◆ Stored records:
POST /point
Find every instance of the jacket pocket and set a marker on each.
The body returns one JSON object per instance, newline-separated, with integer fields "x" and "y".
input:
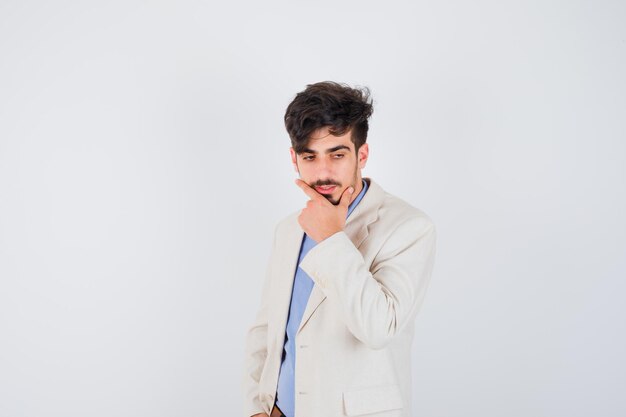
{"x": 372, "y": 400}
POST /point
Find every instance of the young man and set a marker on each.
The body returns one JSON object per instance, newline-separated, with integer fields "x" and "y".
{"x": 345, "y": 279}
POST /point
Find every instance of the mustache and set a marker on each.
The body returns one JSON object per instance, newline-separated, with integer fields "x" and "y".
{"x": 323, "y": 183}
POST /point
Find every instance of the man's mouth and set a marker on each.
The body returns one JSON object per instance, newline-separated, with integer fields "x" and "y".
{"x": 325, "y": 189}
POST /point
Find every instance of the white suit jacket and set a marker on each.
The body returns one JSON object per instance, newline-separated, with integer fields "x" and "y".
{"x": 353, "y": 346}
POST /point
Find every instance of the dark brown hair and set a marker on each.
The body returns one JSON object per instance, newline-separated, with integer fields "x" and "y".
{"x": 337, "y": 106}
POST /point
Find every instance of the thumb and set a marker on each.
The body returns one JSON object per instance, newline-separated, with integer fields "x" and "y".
{"x": 345, "y": 197}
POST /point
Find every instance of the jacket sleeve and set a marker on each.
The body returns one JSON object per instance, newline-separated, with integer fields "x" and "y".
{"x": 255, "y": 352}
{"x": 377, "y": 302}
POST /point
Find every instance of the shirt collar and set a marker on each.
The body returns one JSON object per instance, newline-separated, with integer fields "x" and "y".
{"x": 358, "y": 198}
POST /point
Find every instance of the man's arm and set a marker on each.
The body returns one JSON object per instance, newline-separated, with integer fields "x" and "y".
{"x": 256, "y": 347}
{"x": 376, "y": 304}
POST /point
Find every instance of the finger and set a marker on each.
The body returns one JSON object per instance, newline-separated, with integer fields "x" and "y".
{"x": 345, "y": 197}
{"x": 309, "y": 191}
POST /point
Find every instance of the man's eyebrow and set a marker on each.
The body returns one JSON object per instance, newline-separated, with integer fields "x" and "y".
{"x": 330, "y": 150}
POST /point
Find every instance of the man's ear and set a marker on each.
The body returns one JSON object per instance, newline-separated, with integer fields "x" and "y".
{"x": 362, "y": 155}
{"x": 294, "y": 159}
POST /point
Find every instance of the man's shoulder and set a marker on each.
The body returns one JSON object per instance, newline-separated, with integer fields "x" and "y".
{"x": 395, "y": 212}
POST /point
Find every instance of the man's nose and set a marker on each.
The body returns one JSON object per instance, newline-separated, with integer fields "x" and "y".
{"x": 324, "y": 167}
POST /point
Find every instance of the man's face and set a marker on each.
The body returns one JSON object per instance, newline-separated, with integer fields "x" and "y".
{"x": 330, "y": 165}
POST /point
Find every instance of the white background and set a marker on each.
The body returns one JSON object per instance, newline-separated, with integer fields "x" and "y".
{"x": 144, "y": 164}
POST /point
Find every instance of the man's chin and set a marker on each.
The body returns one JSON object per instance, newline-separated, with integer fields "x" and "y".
{"x": 332, "y": 199}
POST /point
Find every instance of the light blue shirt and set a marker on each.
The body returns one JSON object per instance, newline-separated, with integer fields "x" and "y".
{"x": 302, "y": 286}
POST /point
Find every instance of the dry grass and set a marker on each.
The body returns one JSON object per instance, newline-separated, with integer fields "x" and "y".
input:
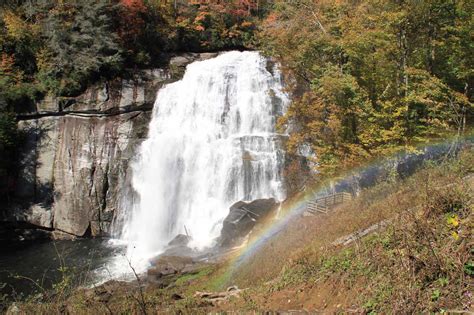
{"x": 422, "y": 262}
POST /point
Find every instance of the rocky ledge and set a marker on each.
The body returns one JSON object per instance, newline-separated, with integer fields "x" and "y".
{"x": 74, "y": 164}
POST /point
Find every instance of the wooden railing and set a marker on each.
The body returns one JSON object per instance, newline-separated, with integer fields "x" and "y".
{"x": 323, "y": 204}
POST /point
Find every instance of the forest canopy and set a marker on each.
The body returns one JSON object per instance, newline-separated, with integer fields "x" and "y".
{"x": 380, "y": 75}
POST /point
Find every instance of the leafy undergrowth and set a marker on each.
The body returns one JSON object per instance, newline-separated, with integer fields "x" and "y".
{"x": 420, "y": 261}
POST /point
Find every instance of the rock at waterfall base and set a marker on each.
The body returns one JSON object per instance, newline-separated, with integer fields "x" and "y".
{"x": 242, "y": 218}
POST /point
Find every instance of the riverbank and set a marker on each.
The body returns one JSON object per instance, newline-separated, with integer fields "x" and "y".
{"x": 418, "y": 260}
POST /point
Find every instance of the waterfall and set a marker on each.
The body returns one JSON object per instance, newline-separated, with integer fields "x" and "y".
{"x": 211, "y": 142}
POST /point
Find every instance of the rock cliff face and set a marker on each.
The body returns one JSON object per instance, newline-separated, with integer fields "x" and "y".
{"x": 76, "y": 153}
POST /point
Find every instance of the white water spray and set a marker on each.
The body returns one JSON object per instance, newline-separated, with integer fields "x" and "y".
{"x": 211, "y": 142}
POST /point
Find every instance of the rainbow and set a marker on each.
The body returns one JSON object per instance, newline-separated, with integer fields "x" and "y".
{"x": 292, "y": 209}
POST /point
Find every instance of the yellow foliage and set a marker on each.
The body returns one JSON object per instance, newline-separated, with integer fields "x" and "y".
{"x": 17, "y": 29}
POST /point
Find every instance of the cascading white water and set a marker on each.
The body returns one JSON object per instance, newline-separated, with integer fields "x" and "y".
{"x": 211, "y": 142}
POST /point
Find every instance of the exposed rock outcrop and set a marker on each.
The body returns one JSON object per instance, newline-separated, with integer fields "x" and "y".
{"x": 242, "y": 218}
{"x": 76, "y": 153}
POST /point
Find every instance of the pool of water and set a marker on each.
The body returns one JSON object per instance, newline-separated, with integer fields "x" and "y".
{"x": 34, "y": 267}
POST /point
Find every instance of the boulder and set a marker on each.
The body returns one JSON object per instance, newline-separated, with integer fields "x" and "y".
{"x": 242, "y": 217}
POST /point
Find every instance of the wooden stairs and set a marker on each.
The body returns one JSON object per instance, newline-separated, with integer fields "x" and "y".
{"x": 323, "y": 204}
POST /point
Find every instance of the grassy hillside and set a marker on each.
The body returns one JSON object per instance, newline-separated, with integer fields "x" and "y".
{"x": 419, "y": 259}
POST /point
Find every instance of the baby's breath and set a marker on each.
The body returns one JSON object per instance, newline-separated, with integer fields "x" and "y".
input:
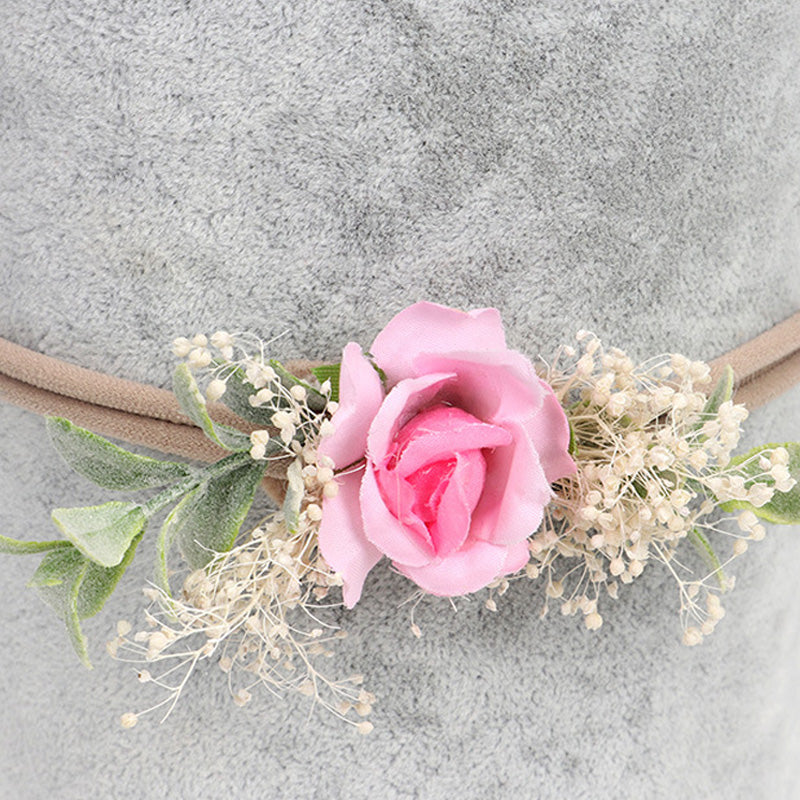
{"x": 259, "y": 609}
{"x": 653, "y": 466}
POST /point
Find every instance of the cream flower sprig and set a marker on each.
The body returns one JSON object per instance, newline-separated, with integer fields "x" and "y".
{"x": 655, "y": 467}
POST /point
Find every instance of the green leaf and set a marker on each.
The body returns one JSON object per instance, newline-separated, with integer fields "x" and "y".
{"x": 170, "y": 528}
{"x": 700, "y": 541}
{"x": 58, "y": 581}
{"x": 99, "y": 582}
{"x": 106, "y": 464}
{"x": 20, "y": 548}
{"x": 784, "y": 508}
{"x": 316, "y": 400}
{"x": 77, "y": 588}
{"x": 209, "y": 519}
{"x": 102, "y": 533}
{"x": 294, "y": 495}
{"x": 329, "y": 372}
{"x": 721, "y": 394}
{"x": 193, "y": 405}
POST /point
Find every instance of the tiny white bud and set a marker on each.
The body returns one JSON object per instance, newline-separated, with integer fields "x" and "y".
{"x": 593, "y": 621}
{"x": 259, "y": 437}
{"x": 692, "y": 637}
{"x": 324, "y": 474}
{"x": 181, "y": 347}
{"x": 128, "y": 720}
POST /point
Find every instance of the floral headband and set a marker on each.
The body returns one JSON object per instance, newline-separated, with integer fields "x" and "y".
{"x": 438, "y": 450}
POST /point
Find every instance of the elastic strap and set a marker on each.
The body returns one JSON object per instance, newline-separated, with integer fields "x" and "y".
{"x": 765, "y": 367}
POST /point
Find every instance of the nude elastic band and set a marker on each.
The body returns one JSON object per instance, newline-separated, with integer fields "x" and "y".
{"x": 764, "y": 367}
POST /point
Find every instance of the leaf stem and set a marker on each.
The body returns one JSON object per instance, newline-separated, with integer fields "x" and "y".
{"x": 169, "y": 495}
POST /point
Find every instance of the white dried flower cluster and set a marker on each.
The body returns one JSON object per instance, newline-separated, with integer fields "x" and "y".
{"x": 223, "y": 357}
{"x": 653, "y": 466}
{"x": 258, "y": 608}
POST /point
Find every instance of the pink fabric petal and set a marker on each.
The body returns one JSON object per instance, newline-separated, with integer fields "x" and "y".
{"x": 431, "y": 328}
{"x": 517, "y": 556}
{"x": 467, "y": 570}
{"x": 439, "y": 432}
{"x": 401, "y": 404}
{"x": 360, "y": 397}
{"x": 515, "y": 492}
{"x": 406, "y": 542}
{"x": 396, "y": 492}
{"x": 494, "y": 387}
{"x": 549, "y": 432}
{"x": 454, "y": 514}
{"x": 341, "y": 537}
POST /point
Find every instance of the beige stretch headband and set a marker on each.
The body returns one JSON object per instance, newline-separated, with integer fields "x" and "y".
{"x": 765, "y": 367}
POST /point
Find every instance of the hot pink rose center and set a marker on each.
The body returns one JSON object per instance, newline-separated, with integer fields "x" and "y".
{"x": 434, "y": 474}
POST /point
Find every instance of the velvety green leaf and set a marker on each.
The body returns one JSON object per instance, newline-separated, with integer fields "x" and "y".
{"x": 21, "y": 548}
{"x": 170, "y": 528}
{"x": 102, "y": 533}
{"x": 721, "y": 394}
{"x": 77, "y": 588}
{"x": 58, "y": 581}
{"x": 193, "y": 405}
{"x": 705, "y": 549}
{"x": 99, "y": 582}
{"x": 210, "y": 518}
{"x": 108, "y": 465}
{"x": 784, "y": 508}
{"x": 329, "y": 372}
{"x": 315, "y": 400}
{"x": 294, "y": 496}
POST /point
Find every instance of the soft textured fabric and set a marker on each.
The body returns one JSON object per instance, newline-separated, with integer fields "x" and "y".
{"x": 312, "y": 168}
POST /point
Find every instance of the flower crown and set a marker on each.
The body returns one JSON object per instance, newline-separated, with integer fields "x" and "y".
{"x": 440, "y": 449}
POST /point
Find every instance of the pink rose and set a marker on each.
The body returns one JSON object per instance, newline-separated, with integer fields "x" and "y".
{"x": 448, "y": 469}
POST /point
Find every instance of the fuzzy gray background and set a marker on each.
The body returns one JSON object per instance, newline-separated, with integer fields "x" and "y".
{"x": 627, "y": 166}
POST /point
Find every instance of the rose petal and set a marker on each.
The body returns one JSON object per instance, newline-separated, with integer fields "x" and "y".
{"x": 360, "y": 397}
{"x": 406, "y": 542}
{"x": 494, "y": 387}
{"x": 549, "y": 432}
{"x": 517, "y": 556}
{"x": 431, "y": 328}
{"x": 401, "y": 404}
{"x": 341, "y": 537}
{"x": 515, "y": 492}
{"x": 467, "y": 570}
{"x": 441, "y": 431}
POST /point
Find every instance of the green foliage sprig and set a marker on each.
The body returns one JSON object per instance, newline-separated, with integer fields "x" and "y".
{"x": 208, "y": 503}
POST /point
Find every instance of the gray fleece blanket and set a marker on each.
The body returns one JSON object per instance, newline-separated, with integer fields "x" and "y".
{"x": 311, "y": 168}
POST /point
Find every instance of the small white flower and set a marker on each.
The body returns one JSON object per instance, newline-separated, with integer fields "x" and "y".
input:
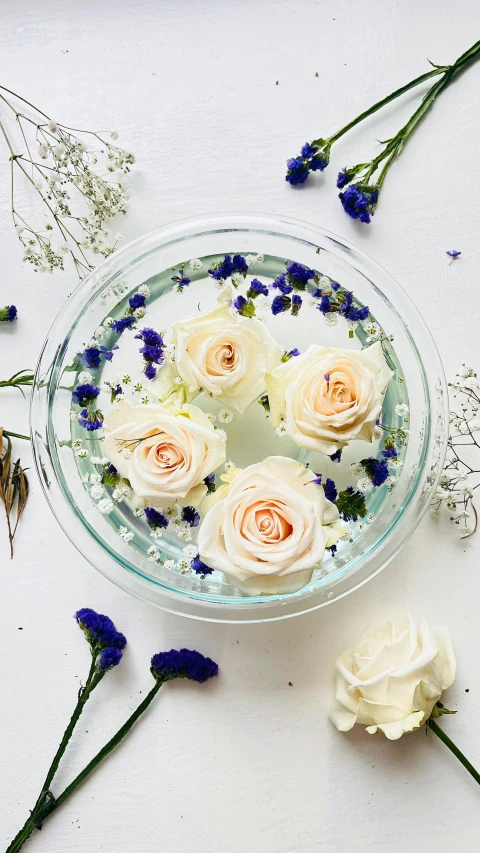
{"x": 225, "y": 416}
{"x": 184, "y": 533}
{"x": 365, "y": 485}
{"x": 331, "y": 319}
{"x": 153, "y": 554}
{"x": 156, "y": 533}
{"x": 97, "y": 490}
{"x": 125, "y": 534}
{"x": 372, "y": 329}
{"x": 190, "y": 551}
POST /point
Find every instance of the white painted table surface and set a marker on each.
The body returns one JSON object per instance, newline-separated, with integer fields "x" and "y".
{"x": 247, "y": 763}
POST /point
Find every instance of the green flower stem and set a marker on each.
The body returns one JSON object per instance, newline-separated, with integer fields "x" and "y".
{"x": 384, "y": 102}
{"x": 16, "y": 435}
{"x": 446, "y": 740}
{"x": 49, "y": 804}
{"x": 45, "y": 796}
{"x": 465, "y": 59}
{"x": 395, "y": 145}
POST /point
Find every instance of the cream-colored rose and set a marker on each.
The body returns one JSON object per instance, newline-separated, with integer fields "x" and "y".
{"x": 264, "y": 528}
{"x": 225, "y": 354}
{"x": 329, "y": 397}
{"x": 391, "y": 679}
{"x": 165, "y": 456}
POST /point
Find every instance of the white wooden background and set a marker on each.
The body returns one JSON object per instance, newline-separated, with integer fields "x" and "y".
{"x": 248, "y": 763}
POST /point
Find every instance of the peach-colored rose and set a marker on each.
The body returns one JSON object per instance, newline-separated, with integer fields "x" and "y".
{"x": 165, "y": 456}
{"x": 226, "y": 354}
{"x": 329, "y": 397}
{"x": 264, "y": 529}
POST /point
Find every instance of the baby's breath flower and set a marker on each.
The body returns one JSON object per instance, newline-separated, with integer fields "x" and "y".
{"x": 225, "y": 416}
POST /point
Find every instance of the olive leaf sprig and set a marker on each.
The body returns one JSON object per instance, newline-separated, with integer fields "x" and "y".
{"x": 13, "y": 487}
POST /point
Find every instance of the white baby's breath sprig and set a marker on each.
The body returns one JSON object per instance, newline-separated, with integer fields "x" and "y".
{"x": 80, "y": 187}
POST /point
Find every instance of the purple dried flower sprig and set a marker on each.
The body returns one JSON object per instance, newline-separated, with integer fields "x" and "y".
{"x": 365, "y": 180}
{"x": 106, "y": 645}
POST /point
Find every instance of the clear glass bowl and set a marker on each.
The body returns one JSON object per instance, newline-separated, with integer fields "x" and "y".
{"x": 168, "y": 247}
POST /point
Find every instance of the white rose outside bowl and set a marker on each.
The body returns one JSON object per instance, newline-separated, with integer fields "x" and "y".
{"x": 242, "y": 233}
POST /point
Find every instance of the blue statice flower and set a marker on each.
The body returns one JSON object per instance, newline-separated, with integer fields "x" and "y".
{"x": 91, "y": 420}
{"x": 256, "y": 288}
{"x": 281, "y": 304}
{"x": 137, "y": 301}
{"x": 228, "y": 266}
{"x": 343, "y": 178}
{"x": 183, "y": 664}
{"x": 377, "y": 469}
{"x": 8, "y": 314}
{"x": 296, "y": 304}
{"x": 181, "y": 280}
{"x": 298, "y": 275}
{"x": 108, "y": 658}
{"x": 245, "y": 307}
{"x": 199, "y": 567}
{"x": 85, "y": 394}
{"x": 390, "y": 453}
{"x": 155, "y": 519}
{"x": 152, "y": 350}
{"x": 190, "y": 516}
{"x": 350, "y": 312}
{"x": 282, "y": 285}
{"x": 99, "y": 630}
{"x": 119, "y": 326}
{"x": 210, "y": 483}
{"x": 359, "y": 201}
{"x": 330, "y": 490}
{"x": 313, "y": 158}
{"x": 324, "y": 305}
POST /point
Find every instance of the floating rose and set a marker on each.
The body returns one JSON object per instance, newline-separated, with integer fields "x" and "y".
{"x": 393, "y": 677}
{"x": 165, "y": 456}
{"x": 329, "y": 397}
{"x": 226, "y": 354}
{"x": 264, "y": 528}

◆ Short task: Pick out each line of the items above that contains the string "stem", and copy those lines in their original order.

◆ Answer for the task:
Find every instance of the leaf stem and set a marker on each.
Find every instance of the green flower stem and set a marker on each.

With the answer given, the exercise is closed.